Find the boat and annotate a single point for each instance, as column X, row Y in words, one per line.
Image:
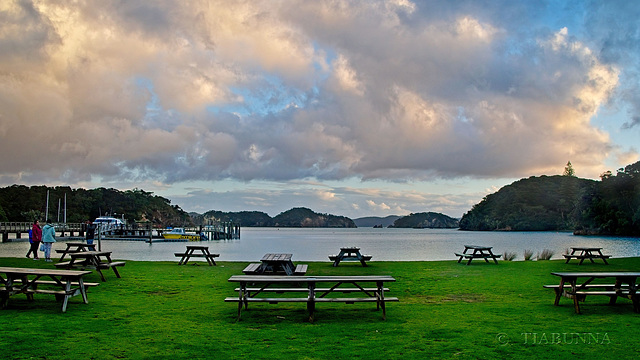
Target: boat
column 108, row 220
column 181, row 234
column 108, row 223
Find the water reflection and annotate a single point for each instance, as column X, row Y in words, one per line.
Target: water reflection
column 382, row 244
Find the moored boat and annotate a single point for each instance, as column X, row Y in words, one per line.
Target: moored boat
column 181, row 234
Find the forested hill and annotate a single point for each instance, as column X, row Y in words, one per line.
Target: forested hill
column 296, row 217
column 609, row 207
column 426, row 220
column 536, row 203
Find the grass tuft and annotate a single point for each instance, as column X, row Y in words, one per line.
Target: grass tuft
column 546, row 254
column 509, row 255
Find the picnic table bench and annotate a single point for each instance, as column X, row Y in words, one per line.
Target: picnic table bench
column 312, row 294
column 97, row 260
column 274, row 264
column 625, row 286
column 74, row 247
column 189, row 253
column 479, row 252
column 350, row 253
column 64, row 284
column 586, row 253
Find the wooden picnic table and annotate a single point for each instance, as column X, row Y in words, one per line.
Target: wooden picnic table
column 189, row 253
column 64, row 284
column 625, row 285
column 74, row 248
column 479, row 252
column 275, row 264
column 586, row 253
column 97, row 260
column 350, row 253
column 307, row 285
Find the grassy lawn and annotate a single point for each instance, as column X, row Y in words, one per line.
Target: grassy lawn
column 160, row 310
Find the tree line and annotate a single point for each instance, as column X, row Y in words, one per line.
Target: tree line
column 610, row 206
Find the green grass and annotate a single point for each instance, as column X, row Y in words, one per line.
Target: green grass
column 160, row 310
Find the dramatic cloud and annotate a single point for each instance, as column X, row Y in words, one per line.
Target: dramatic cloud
column 176, row 91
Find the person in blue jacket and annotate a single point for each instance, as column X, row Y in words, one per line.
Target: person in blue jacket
column 48, row 238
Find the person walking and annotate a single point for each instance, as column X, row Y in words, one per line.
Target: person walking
column 35, row 237
column 48, row 238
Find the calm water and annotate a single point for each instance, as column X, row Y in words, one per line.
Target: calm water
column 382, row 244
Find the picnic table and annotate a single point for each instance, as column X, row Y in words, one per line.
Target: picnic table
column 97, row 260
column 274, row 264
column 311, row 294
column 350, row 253
column 64, row 284
column 625, row 285
column 189, row 253
column 479, row 252
column 75, row 248
column 586, row 253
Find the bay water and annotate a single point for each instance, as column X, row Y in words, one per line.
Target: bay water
column 386, row 244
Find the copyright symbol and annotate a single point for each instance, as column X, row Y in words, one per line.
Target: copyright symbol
column 502, row 339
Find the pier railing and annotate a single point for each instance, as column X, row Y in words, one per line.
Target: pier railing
column 221, row 231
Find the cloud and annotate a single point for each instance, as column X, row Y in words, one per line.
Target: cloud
column 174, row 91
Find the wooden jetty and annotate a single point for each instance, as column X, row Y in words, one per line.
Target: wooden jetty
column 19, row 230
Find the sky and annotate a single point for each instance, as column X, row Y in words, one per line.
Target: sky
column 352, row 108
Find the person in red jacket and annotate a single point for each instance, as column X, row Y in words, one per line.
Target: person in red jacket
column 34, row 239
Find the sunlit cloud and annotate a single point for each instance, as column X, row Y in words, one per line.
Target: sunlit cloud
column 161, row 93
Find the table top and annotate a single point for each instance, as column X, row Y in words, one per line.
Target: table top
column 197, row 247
column 598, row 274
column 80, row 245
column 276, row 257
column 310, row 279
column 31, row 271
column 90, row 254
column 477, row 247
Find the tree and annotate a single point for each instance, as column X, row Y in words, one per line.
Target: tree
column 568, row 170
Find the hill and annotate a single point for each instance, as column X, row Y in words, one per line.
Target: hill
column 371, row 221
column 24, row 204
column 548, row 203
column 426, row 220
column 296, row 217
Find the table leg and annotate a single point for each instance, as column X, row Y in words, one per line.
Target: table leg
column 83, row 291
column 67, row 289
column 64, row 253
column 381, row 299
column 603, row 257
column 576, row 304
column 471, row 258
column 569, row 258
column 582, row 256
column 311, row 301
column 493, row 256
column 559, row 292
column 616, row 287
column 361, row 258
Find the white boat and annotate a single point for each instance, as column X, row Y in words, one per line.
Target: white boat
column 108, row 223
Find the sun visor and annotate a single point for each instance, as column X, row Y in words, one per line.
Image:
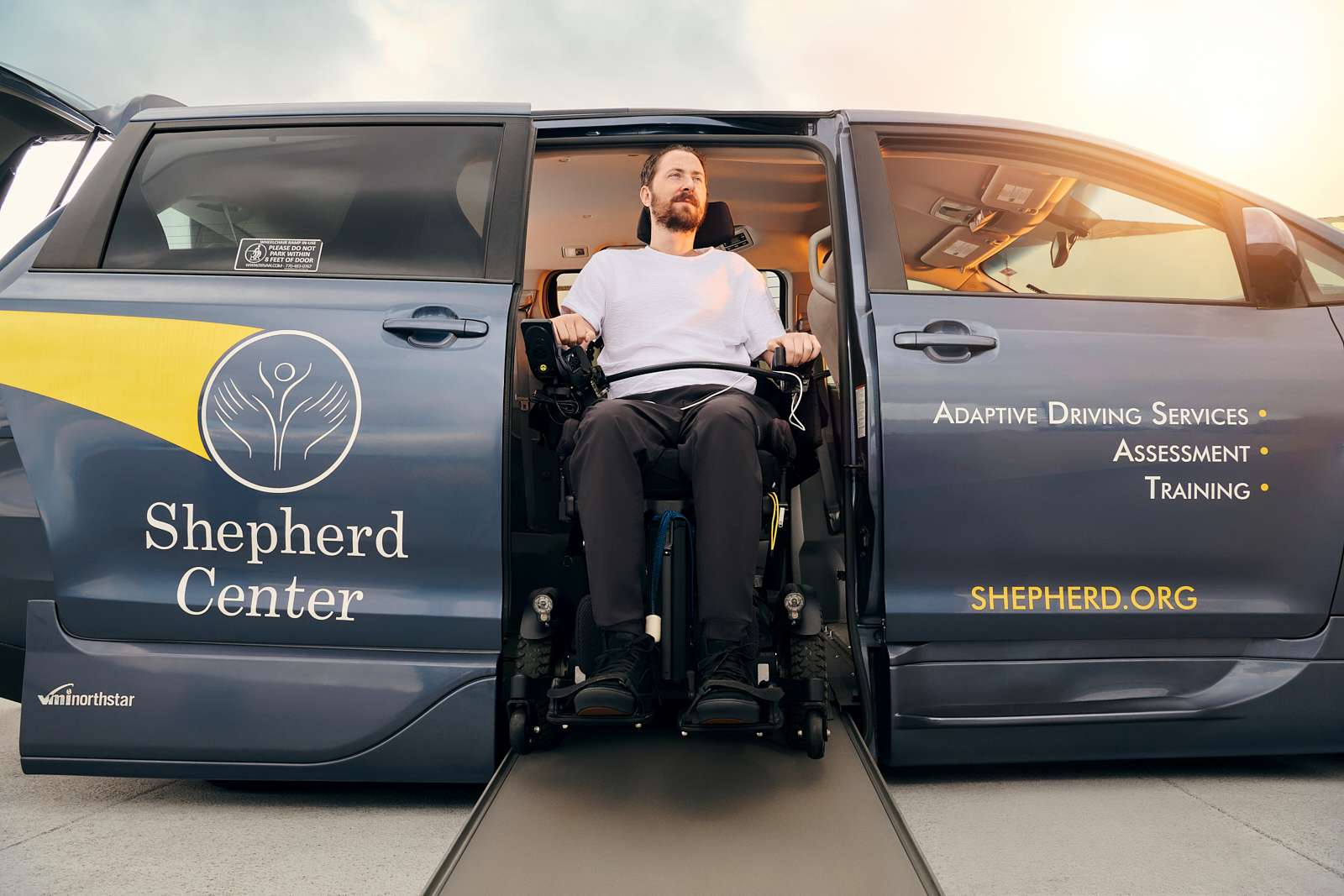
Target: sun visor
column 1019, row 190
column 963, row 248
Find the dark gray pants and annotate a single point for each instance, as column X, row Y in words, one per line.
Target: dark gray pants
column 717, row 443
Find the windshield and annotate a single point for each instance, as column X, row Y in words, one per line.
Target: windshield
column 74, row 101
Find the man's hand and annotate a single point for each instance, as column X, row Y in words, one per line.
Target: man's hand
column 573, row 329
column 799, row 348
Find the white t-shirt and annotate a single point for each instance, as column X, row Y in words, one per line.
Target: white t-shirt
column 652, row 308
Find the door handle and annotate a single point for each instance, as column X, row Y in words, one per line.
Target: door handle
column 920, row 340
column 434, row 332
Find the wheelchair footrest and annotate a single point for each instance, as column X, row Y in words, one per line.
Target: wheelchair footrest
column 561, row 705
column 769, row 714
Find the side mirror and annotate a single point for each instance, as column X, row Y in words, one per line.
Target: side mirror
column 1272, row 257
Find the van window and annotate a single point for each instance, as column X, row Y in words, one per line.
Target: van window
column 1327, row 269
column 1121, row 246
column 987, row 226
column 405, row 201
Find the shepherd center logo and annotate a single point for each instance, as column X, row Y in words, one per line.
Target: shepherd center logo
column 65, row 696
column 280, row 411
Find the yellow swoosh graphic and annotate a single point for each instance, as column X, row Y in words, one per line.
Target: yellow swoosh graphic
column 141, row 371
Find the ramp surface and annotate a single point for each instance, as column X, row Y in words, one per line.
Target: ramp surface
column 651, row 813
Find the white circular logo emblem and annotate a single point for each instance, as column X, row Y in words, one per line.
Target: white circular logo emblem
column 280, row 411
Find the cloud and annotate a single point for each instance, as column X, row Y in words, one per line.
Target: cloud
column 195, row 51
column 1247, row 92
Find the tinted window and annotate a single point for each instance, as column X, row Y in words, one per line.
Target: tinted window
column 979, row 224
column 1119, row 244
column 1327, row 269
column 383, row 201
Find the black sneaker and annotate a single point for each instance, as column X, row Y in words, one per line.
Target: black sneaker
column 726, row 661
column 622, row 681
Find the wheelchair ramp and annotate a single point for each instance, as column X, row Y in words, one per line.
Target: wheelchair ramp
column 627, row 812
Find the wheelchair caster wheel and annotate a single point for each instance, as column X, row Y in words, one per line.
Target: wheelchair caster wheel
column 815, row 734
column 517, row 739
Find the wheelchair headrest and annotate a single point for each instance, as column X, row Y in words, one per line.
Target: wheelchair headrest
column 716, row 230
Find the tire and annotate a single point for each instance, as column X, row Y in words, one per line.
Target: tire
column 534, row 658
column 808, row 658
column 517, row 739
column 815, row 734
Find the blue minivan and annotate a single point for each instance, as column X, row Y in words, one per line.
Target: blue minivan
column 277, row 485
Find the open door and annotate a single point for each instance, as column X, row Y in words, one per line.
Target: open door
column 29, row 113
column 257, row 378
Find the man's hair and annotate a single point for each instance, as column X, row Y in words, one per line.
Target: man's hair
column 651, row 164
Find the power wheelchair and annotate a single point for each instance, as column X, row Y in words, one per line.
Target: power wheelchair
column 558, row 638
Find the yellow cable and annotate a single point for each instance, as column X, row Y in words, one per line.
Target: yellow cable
column 774, row 517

### Task description
Word for word, repeat all of the entries above, leaving out the pictures.

### Exercise answer
Find the boat and annotate a single point for each instance, as column X, row Y in words, one per line.
Image:
Target: boat
column 108, row 220
column 181, row 234
column 108, row 223
Find the water reflection and annotate a single point for each instance, as column X, row Y in words, one per line.
Target: water reflection
column 382, row 244
Find the moored boat and annotate a single point for each instance, as column X, row Y in words, one per line.
Target: moored boat
column 181, row 234
Find the forested hill and annotate a single point for each instance, as column X, row Y in words, one per line.
Target: forested hill
column 296, row 217
column 609, row 207
column 426, row 220
column 536, row 203
Find the grass tuft and annotate a single point for each instance, as column X, row Y in words, one per line.
Target: grass tuft
column 546, row 254
column 509, row 255
Find the picnic table bench and annotate a single point for each instance, as column X, row Y in words, one per line.
Target: picnic table bench
column 312, row 294
column 97, row 260
column 274, row 264
column 625, row 286
column 74, row 247
column 189, row 253
column 479, row 252
column 350, row 253
column 64, row 284
column 586, row 253
Find the wooden picnic table and annotate a single point for each instance, as column X, row Y in words, one per line.
Target: wooden picnic table
column 189, row 253
column 64, row 284
column 625, row 285
column 74, row 248
column 479, row 252
column 275, row 264
column 586, row 253
column 97, row 260
column 350, row 253
column 307, row 285
Find the grassy lawn and annotate a single point for each instance, as column X, row Y in words, one per line.
Target: grassy lawn
column 160, row 310
Find the tree line and annotate a single point for each instance, as column X, row Y in words, one per line.
Target: tree line
column 610, row 206
Find the green grass and annotate a single point for each instance, as column X, row Y in words, one per line.
Target: green grass
column 160, row 310
Find the dramatic cloud and annotate a single point for each instance, as column X, row Y in words, one per line.
Target: dramatic cloud
column 176, row 91
Find the person in blue jacket and annotate a single point for each instance, as column X, row Y in words, one per line.
Target: person in blue jacket
column 48, row 238
Find the person walking and annotate a single point for each instance, as column X, row Y in words, one per line.
Target: person walking
column 35, row 237
column 48, row 238
Find the calm water and annotate a single point for each instance, as column X, row Y in words, one per line.
Target: calm water
column 382, row 244
Find the picnic table and annotate a single point for each instance, as column X, row Y in words, one per line.
Target: picnic table
column 97, row 260
column 274, row 264
column 311, row 294
column 350, row 253
column 64, row 284
column 625, row 285
column 189, row 253
column 479, row 252
column 75, row 248
column 586, row 253
Find the bay water and annotate a single point for each instance, as column X, row Y in words, one per line.
Target: bay water
column 386, row 244
Find the copyright symbol and annotate a single point for each instance, as column X, row Y in words, one per line.
Target: copyright symbol
column 502, row 339
Find the pier railing and annotate a single point for each instance, as column X, row Y in words, one per line.
Target: pier railing
column 221, row 231
Find the cloud and annotate a single point for each instance, as column X, row Y in words, one per line.
Target: cloud
column 174, row 91
Find the wooden jetty and annotate a single point for each instance, as column X, row Y in words, one per line.
Target: wooden jetty
column 19, row 230
Find the sky and annotate a single point for each instance, as column X, row Y in words, one per line.
Target: sky
column 352, row 108
Find the person in red jacket and annotate a single point for each instance, as column X, row Y in words, one per line.
Target: person in red jacket
column 34, row 239
Find the sunlit cloud and annotate a single point for each instance, as column X, row Y in words, one per line.
Target: sunlit cloud
column 161, row 93
Find the table top and annotate a single point for each instance, as column X, row Y in words, one per line.
Target: table top
column 197, row 247
column 598, row 274
column 80, row 245
column 276, row 257
column 310, row 279
column 31, row 271
column 90, row 254
column 477, row 247
Find the tree and annotate a single point for each instance, as column X, row Y in words, one per line.
Target: tree
column 568, row 170
Find the hill and annotate a single point for each instance, as column X, row Y in words, one per line.
Target: hill
column 371, row 221
column 24, row 204
column 548, row 203
column 426, row 220
column 296, row 217
Find the table leg and annotate a single point for each instance, as column X, row Y in words, one per line.
Target: table leg
column 83, row 291
column 67, row 289
column 64, row 253
column 381, row 299
column 603, row 257
column 576, row 304
column 471, row 258
column 569, row 258
column 582, row 256
column 311, row 301
column 493, row 256
column 559, row 292
column 616, row 287
column 361, row 258
Find the white boat and annotate a single point for each instance, as column X, row Y in words, one per line.
Target: white boat
column 108, row 223
Find the sun visor and annotate a single point for each instance, as column X, row Y in words, one per line.
Image:
Target: sun visor
column 1019, row 190
column 963, row 248
Find the dark gray pants and annotate a single point for each instance, as column X, row Y in words, one per line.
Target: dark gray pants
column 717, row 443
Find the windshield and annotate a single point for each instance, as column X, row Y in words, one per line.
Target: windshield
column 74, row 101
Find the man's hand and annotate a single point for each instance, as column X, row Y in words, one per line.
Target: man's hand
column 573, row 329
column 799, row 348
Find the white t-shirt and annotate a single point for each instance, as column X, row Y in words, one per line.
Target: white t-shirt
column 652, row 308
Find the door handle and annotate a single point for each instance, as column X, row Y in words, one per line.
Target: door handle
column 920, row 340
column 434, row 332
Find the wheelchair footrest and annotate a single point for each instance, as column X, row Y in words, one per line.
Target: wheelchair footrest
column 561, row 705
column 769, row 714
Find the side mirror and annotate a single point for each instance, as column X, row Y in words, one per line.
Target: side mirror
column 1272, row 257
Find the van window and annotate a single point for each instance, as column X, row Y in words, one per line.
Target: van window
column 1327, row 269
column 1121, row 246
column 987, row 226
column 405, row 201
Find the shepherd center logo and annotate a single point for each instance, as column X, row Y in words, one per line.
Target: shepherd center logo
column 65, row 696
column 280, row 411
Find the yellow swoosh graphic and annotate a single point for each instance, as column X, row Y in words, one per line.
Target: yellow swoosh graphic
column 141, row 371
Find the ramp surface and annotate a single point for each instance, as column X, row Y in words, one per line.
Target: ramp surface
column 651, row 813
Find the white circular logo emblem and annotate a single point for each instance, as column X, row Y in words, one per line.
Target: white circular logo emblem
column 280, row 411
Find the cloud and annotate a single point for each instance, as column X, row Y in words, one per line.
Target: cloud
column 195, row 51
column 1247, row 92
Find the tinted window and annotate a single point for each instance, as column X, row Y in words, one per line.
Target: tinted window
column 979, row 224
column 1119, row 244
column 1327, row 269
column 383, row 201
Find the black sneaker and annotate a single point for each instance, as column X, row Y in words, one per line.
Target: black sneaker
column 726, row 661
column 622, row 681
Find the wheelchair ramp and annotate a single point for each instance, as column X, row Y in words, one per line.
Target: wheelchair ramp
column 627, row 812
Find the wheelchair caster wheel and annotate a single point for each instance, as column X, row Y in words, one per line.
Target: wheelchair caster wheel
column 815, row 734
column 517, row 739
Find the wheelchair headrest and annotate a single point for each instance, as column X, row Y in words, one per line.
Target: wheelchair headrest
column 716, row 230
Find the tire and annotate a single point for each instance, as column X, row Y in words, one per line.
Target: tire
column 534, row 658
column 808, row 658
column 517, row 739
column 815, row 734
Find the blue minivan and annotate a single point for each instance, as column X, row Y in words, one per line.
Target: blue minivan
column 277, row 485
Find the open door and annotate a single point for each instance, as column X, row Y in words, one per line.
Target: open door
column 29, row 113
column 257, row 378
Find the man's hair and annotate a single point for each instance, as column X, row Y in words, one per line.
Target: man's hair
column 651, row 164
Find the power wheelchair and annotate a single point for each instance, as column X, row Y in words, one per line.
Target: power wheelchair
column 558, row 638
Find the yellow cable and annotate a single point for each instance, as column X, row Y in words, one per line.
Target: yellow cable
column 774, row 517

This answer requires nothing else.